Problem description: Would you copy every line of the listing below that includes the word "dark"?

Exercise inputs section start

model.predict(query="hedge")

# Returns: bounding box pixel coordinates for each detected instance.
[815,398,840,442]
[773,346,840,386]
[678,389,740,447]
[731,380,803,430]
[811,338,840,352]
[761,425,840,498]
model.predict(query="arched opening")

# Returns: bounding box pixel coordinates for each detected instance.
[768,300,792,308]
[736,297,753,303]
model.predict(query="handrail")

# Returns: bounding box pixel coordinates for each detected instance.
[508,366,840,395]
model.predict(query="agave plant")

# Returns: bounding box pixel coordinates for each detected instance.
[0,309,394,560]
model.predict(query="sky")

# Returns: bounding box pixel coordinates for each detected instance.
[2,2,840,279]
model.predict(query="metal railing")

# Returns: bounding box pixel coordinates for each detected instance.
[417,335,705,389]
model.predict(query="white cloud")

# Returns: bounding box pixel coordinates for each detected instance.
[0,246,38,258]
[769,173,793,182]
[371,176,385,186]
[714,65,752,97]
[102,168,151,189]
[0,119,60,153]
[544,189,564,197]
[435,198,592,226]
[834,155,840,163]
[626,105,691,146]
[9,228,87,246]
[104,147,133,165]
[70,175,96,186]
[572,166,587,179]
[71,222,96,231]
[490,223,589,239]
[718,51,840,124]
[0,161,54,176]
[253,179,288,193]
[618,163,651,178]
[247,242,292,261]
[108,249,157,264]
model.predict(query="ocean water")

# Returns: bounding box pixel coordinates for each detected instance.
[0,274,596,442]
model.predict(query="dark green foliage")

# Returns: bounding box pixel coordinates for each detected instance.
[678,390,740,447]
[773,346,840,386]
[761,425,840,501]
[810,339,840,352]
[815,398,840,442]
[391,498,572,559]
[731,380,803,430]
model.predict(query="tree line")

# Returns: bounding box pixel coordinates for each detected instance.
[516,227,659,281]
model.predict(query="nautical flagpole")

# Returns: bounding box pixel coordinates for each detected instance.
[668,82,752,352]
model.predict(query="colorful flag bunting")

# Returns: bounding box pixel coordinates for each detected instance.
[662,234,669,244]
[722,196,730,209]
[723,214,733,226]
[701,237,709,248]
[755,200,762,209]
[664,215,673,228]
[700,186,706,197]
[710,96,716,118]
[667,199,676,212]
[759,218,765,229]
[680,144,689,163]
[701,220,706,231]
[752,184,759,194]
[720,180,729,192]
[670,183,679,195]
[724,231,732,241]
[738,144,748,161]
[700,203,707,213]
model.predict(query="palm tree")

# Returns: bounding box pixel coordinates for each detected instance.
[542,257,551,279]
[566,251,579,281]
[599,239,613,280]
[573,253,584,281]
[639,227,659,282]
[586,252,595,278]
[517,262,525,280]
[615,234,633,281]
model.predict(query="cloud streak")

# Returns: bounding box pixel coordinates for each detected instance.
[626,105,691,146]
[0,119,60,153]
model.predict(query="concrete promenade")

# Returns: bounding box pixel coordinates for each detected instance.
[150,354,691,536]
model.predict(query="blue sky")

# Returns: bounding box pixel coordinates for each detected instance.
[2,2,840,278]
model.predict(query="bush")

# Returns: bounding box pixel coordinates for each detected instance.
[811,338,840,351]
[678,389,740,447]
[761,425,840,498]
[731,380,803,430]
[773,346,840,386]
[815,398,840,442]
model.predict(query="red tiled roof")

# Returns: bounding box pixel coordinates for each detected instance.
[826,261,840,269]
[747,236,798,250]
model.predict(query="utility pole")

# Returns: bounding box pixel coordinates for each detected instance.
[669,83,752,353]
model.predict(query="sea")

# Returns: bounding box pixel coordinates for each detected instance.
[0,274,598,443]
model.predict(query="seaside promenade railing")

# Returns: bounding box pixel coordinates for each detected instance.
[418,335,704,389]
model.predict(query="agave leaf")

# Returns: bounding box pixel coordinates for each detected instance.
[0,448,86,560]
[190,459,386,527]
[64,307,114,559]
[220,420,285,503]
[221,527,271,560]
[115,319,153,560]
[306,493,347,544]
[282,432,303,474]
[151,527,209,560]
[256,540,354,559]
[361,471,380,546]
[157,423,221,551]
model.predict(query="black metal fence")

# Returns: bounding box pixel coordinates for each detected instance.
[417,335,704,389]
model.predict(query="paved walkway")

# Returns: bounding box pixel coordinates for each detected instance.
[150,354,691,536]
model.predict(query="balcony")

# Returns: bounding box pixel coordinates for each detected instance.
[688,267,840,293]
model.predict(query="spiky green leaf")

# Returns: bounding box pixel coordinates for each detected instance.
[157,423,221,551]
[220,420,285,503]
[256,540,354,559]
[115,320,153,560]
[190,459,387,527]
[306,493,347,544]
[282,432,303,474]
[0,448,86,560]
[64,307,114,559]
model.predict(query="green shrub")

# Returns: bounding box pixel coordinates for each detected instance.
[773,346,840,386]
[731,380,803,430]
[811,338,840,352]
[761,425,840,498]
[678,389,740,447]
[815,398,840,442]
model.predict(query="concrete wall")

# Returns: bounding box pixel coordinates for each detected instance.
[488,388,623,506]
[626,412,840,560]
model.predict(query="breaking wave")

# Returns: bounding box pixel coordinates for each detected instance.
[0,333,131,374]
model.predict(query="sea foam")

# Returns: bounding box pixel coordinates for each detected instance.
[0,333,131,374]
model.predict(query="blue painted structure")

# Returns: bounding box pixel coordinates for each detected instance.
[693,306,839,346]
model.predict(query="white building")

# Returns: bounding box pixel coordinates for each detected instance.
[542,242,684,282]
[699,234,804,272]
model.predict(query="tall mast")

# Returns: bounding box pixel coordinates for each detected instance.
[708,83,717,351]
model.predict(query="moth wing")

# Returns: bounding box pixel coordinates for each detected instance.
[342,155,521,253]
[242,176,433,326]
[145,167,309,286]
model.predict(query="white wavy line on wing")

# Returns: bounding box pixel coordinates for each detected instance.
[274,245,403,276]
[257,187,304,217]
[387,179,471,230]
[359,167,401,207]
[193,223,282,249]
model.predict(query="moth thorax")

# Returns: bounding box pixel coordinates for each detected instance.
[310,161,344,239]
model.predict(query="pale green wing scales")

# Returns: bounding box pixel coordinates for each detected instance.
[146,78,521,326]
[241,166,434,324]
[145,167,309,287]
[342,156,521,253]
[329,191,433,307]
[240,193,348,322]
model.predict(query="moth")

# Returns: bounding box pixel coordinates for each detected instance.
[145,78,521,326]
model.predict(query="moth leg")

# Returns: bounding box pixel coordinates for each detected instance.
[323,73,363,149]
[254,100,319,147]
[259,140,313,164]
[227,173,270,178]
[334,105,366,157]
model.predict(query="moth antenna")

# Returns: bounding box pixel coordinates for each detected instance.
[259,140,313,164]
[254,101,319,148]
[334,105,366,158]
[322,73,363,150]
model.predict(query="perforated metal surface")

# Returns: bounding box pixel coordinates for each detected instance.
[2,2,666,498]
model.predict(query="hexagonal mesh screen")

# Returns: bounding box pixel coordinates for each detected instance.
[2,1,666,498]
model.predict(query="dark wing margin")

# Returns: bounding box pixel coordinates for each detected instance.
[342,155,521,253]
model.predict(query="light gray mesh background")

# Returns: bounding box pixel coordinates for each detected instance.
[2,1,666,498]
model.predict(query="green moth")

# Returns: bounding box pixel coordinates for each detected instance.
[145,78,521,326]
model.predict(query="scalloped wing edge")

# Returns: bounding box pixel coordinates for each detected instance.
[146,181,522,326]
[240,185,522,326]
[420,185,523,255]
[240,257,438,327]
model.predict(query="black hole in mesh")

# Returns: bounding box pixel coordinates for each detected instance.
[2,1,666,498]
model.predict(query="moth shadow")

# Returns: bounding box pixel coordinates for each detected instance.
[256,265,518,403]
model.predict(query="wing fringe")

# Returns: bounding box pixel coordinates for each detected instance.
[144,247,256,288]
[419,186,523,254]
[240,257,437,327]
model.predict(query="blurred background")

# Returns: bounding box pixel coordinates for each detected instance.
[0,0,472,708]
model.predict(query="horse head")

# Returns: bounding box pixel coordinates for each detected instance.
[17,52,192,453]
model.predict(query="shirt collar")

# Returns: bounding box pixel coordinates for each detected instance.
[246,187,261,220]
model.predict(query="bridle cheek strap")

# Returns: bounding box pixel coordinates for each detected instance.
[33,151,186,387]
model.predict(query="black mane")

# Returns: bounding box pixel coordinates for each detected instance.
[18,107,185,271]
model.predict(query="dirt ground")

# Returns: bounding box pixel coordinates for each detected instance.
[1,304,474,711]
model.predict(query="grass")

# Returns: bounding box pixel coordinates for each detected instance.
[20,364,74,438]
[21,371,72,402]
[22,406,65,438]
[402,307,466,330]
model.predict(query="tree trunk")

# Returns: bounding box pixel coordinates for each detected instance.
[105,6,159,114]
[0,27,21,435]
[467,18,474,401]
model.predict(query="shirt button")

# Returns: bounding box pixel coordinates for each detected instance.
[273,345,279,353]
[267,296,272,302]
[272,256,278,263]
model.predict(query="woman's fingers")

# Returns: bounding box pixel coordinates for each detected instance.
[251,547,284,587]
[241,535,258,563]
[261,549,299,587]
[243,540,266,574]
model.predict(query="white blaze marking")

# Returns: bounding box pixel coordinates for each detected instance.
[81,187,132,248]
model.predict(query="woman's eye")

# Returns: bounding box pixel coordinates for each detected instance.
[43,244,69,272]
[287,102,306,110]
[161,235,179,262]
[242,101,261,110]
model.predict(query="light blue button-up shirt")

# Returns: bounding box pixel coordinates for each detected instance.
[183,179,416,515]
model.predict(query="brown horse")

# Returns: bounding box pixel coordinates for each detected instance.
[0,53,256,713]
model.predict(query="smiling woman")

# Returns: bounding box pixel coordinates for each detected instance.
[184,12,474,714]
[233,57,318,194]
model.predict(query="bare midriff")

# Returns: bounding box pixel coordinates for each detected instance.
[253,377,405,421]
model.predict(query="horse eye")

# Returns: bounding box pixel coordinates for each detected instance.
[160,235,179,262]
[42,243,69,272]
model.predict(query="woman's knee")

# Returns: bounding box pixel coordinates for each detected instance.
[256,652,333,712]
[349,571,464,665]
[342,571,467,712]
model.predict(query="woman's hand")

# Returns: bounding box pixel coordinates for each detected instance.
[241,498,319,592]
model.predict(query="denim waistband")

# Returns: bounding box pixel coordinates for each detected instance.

Exercise inputs section end

Completed task:
model.predict(query="dark green foliage")
model.predict(query="dark wing margin")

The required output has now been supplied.